Required action> In everything from the first line of the items down to and including the line that contains "box: [934, 280, 1010, 334]", change "Prompts" to "Cues" and keep every other word as it is. Give back only those lines, with no pictures.

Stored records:
+ + +
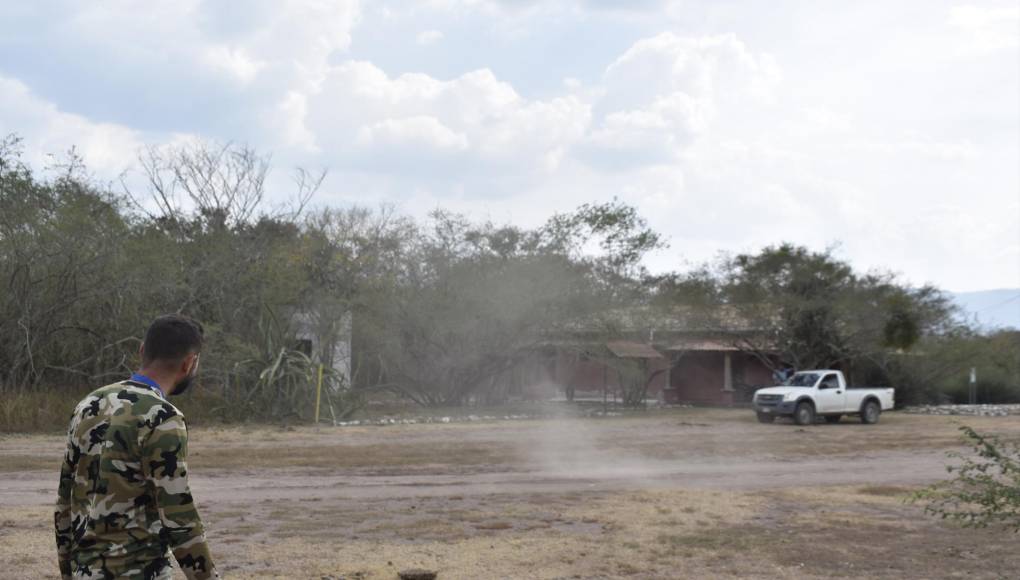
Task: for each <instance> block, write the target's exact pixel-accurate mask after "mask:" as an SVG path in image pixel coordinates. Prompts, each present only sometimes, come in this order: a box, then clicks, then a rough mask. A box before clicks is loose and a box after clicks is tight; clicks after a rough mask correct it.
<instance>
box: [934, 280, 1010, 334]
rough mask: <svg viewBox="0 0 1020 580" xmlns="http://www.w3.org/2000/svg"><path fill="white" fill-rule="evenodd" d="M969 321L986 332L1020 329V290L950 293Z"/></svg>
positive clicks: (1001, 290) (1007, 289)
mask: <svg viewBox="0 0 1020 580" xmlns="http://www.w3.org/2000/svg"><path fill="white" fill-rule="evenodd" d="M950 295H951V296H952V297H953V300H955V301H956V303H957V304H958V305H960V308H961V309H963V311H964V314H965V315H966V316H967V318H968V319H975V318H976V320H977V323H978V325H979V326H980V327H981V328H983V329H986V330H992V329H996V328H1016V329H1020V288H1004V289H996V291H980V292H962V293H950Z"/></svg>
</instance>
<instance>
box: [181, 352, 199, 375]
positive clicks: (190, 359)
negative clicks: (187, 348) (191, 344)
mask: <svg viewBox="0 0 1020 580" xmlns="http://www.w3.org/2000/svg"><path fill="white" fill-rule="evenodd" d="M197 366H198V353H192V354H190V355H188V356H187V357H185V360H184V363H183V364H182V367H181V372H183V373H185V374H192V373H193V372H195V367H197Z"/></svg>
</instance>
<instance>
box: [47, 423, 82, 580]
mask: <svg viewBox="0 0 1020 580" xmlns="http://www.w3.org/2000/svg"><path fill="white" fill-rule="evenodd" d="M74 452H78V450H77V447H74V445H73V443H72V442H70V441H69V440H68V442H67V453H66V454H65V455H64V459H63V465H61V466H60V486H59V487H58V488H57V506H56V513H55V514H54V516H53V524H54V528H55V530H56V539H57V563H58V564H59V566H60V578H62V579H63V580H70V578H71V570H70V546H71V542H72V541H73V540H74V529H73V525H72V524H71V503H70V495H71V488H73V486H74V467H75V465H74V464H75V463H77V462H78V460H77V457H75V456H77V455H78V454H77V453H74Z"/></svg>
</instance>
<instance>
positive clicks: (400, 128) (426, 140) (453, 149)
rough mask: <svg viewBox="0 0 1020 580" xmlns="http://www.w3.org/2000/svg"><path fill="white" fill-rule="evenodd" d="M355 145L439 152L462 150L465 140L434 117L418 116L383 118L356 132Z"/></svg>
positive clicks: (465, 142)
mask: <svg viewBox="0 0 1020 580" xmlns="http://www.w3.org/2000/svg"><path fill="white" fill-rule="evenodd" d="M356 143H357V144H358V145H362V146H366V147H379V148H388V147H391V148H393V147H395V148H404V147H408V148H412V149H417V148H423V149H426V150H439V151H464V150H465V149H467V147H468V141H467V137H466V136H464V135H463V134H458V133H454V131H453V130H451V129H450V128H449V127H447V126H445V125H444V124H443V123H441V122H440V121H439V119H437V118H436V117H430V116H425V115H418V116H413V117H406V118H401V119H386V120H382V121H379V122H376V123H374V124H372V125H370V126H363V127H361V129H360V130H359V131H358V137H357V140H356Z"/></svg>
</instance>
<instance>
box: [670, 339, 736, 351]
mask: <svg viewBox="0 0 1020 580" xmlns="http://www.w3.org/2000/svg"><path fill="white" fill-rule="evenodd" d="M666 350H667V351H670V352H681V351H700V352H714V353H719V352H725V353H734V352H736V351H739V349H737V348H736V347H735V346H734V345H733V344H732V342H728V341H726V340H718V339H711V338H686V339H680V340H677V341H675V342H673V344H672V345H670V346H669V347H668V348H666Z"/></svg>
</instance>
+ + +
Exercise response>
Task: for each <instance> block, write the target's exact pixel-accurate mask after "mask:" as an SVG path in image pixel coordinates. Cues, each present only sometimes, come in this order: a box, then clicks, then a rough mask. A box before clicks is loose and a box after clicks is tight; clicks after a rough mask correct it.
<instance>
box: [934, 280, 1010, 334]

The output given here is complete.